▶ **Information**:
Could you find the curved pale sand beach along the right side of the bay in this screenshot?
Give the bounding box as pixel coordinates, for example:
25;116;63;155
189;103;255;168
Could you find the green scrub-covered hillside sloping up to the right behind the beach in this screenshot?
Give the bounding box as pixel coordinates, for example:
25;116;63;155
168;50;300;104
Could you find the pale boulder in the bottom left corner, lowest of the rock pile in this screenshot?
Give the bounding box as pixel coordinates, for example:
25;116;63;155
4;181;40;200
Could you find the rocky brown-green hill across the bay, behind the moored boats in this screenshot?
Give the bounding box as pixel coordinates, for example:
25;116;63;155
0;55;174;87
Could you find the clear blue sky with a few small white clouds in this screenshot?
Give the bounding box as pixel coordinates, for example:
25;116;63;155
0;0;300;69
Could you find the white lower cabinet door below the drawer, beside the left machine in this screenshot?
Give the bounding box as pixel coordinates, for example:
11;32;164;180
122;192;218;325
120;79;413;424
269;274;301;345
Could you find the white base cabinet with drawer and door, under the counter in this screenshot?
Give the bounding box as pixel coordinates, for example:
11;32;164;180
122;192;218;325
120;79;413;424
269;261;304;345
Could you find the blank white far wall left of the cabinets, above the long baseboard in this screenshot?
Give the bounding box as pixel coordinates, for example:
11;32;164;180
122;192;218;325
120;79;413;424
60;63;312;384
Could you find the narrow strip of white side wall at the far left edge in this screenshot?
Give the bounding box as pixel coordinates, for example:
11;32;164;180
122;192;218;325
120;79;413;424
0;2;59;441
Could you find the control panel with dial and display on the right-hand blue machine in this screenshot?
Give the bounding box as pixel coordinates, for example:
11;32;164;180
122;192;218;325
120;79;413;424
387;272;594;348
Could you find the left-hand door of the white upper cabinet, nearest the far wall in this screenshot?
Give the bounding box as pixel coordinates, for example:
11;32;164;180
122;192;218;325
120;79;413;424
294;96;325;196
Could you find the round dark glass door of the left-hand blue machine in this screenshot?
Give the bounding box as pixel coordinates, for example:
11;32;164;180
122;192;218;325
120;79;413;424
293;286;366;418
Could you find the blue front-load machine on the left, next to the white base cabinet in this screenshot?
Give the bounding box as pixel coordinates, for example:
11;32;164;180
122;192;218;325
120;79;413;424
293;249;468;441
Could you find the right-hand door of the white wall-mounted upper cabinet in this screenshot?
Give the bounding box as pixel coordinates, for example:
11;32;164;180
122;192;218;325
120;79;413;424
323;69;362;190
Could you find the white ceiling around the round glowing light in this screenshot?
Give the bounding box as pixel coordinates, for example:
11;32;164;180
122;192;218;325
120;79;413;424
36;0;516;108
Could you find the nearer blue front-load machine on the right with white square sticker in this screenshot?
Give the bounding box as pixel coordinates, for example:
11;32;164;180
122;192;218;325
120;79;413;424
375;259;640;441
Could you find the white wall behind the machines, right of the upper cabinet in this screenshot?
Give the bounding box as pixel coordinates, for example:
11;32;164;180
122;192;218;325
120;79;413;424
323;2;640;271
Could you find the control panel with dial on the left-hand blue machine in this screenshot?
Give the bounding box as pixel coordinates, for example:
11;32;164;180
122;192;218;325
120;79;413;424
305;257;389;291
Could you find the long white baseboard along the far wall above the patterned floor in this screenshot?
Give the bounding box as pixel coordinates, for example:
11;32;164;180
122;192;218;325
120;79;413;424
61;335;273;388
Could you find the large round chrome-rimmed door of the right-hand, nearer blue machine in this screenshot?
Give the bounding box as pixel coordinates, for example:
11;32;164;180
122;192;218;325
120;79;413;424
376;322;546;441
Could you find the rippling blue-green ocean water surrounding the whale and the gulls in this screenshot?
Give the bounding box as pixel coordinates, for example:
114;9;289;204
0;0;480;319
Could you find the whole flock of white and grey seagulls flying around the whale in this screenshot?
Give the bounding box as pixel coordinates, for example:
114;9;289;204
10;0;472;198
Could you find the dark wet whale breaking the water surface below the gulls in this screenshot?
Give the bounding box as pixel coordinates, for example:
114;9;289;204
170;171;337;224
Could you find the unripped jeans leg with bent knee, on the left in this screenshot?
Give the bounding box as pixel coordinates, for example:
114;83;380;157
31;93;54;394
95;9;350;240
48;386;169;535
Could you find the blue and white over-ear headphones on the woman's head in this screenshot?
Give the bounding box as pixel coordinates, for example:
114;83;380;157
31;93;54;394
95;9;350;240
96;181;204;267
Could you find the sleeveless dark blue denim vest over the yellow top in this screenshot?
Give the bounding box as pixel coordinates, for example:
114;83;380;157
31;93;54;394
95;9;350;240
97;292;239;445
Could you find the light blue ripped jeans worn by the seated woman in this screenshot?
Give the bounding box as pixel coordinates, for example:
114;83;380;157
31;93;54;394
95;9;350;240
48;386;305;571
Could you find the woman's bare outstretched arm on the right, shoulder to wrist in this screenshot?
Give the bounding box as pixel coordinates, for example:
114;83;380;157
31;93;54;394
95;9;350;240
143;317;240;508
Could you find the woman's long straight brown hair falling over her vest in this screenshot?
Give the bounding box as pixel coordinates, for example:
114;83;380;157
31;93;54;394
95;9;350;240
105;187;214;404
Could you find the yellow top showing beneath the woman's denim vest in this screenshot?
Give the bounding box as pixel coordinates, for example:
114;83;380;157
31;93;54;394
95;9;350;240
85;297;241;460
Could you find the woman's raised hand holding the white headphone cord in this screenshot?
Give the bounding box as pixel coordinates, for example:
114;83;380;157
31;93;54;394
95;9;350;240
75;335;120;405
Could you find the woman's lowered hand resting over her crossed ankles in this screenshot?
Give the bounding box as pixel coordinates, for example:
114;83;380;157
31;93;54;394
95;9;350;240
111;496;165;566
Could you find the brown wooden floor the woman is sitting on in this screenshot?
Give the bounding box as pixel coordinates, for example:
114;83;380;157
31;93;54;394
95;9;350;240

--

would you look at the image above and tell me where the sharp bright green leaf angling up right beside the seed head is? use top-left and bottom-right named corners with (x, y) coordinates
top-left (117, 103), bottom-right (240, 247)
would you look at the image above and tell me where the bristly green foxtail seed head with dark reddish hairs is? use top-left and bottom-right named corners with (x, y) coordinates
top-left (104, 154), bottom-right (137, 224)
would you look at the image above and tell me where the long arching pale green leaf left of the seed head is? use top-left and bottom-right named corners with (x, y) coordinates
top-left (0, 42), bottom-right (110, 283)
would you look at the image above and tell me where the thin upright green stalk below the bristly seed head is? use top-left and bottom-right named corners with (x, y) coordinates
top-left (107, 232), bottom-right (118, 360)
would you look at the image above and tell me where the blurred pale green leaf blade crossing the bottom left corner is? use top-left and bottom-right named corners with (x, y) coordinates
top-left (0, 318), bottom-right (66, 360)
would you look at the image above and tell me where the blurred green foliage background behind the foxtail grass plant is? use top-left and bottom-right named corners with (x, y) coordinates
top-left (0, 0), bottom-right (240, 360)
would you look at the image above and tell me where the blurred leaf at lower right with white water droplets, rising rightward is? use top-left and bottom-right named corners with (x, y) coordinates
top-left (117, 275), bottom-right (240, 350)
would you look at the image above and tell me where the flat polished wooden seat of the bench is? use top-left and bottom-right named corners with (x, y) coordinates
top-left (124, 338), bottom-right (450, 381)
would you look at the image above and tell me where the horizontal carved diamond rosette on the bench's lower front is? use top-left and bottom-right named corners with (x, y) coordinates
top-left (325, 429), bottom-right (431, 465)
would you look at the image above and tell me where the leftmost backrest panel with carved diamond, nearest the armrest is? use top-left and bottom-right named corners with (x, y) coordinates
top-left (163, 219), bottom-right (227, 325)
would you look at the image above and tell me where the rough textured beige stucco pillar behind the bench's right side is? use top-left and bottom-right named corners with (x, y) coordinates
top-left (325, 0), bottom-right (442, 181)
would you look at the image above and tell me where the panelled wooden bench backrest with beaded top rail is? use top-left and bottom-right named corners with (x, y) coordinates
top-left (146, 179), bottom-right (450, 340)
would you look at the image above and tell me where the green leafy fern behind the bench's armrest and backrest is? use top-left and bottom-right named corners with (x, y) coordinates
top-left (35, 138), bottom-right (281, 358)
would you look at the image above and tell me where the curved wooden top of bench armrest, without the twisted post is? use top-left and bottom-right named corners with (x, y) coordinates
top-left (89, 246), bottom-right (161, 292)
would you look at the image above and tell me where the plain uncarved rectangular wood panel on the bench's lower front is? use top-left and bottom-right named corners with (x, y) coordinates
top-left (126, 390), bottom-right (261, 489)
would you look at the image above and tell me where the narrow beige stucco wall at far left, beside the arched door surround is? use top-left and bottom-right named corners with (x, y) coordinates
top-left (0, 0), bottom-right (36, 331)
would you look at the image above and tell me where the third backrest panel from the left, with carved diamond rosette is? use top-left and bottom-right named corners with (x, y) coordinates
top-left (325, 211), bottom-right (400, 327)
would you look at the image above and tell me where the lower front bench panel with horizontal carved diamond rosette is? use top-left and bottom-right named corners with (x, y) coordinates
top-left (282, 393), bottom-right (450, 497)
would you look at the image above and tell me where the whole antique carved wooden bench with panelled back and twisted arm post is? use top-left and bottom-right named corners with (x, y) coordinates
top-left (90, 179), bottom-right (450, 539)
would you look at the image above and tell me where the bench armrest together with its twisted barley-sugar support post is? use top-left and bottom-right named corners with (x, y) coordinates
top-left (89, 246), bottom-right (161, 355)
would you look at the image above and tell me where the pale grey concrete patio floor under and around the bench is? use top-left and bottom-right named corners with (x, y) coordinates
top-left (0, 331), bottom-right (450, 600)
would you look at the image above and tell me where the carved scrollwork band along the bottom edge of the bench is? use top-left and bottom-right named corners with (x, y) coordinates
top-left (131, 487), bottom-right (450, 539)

---

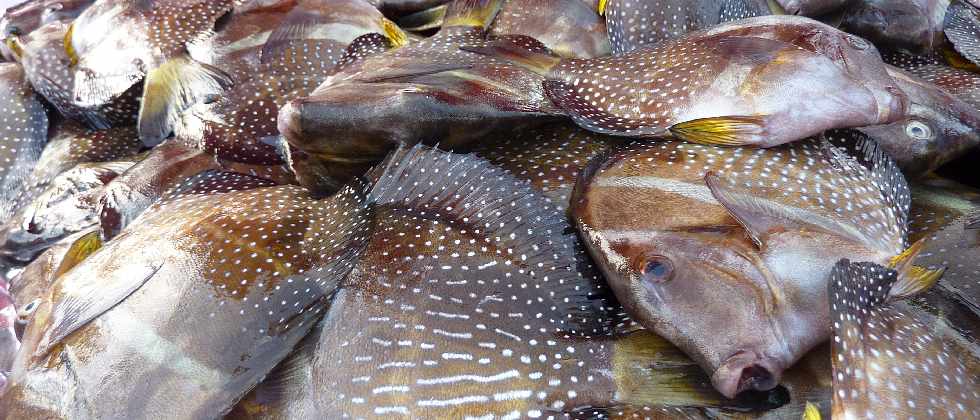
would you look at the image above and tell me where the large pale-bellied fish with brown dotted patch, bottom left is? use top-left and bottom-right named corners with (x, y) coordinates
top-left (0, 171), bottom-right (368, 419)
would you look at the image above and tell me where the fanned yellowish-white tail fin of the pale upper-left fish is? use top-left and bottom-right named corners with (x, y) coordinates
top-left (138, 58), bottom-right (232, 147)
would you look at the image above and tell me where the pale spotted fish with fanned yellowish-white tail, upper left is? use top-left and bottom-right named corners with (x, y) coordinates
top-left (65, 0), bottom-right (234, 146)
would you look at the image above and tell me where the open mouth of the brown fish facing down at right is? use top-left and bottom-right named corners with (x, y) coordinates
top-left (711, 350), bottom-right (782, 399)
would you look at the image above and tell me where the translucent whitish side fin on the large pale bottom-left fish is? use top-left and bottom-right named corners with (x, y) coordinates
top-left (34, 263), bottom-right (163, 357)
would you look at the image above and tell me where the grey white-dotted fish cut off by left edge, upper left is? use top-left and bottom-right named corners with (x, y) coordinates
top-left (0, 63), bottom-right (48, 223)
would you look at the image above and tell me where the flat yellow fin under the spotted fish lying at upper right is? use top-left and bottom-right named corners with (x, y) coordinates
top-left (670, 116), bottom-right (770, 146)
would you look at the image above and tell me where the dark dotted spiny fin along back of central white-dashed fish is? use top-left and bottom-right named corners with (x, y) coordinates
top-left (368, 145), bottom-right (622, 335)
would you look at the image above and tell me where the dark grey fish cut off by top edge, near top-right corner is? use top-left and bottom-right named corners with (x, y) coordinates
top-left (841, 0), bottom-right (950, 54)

▶ **Exercise brief**: For every line of the material above that contains the word "drawer", show the line.

▶ **Exercise answer**:
Could you find the white lower cabinet door below the drawer, beside the left machine in this screenshot?
Could you find the white base cabinet with drawer and door, under the counter in this screenshot?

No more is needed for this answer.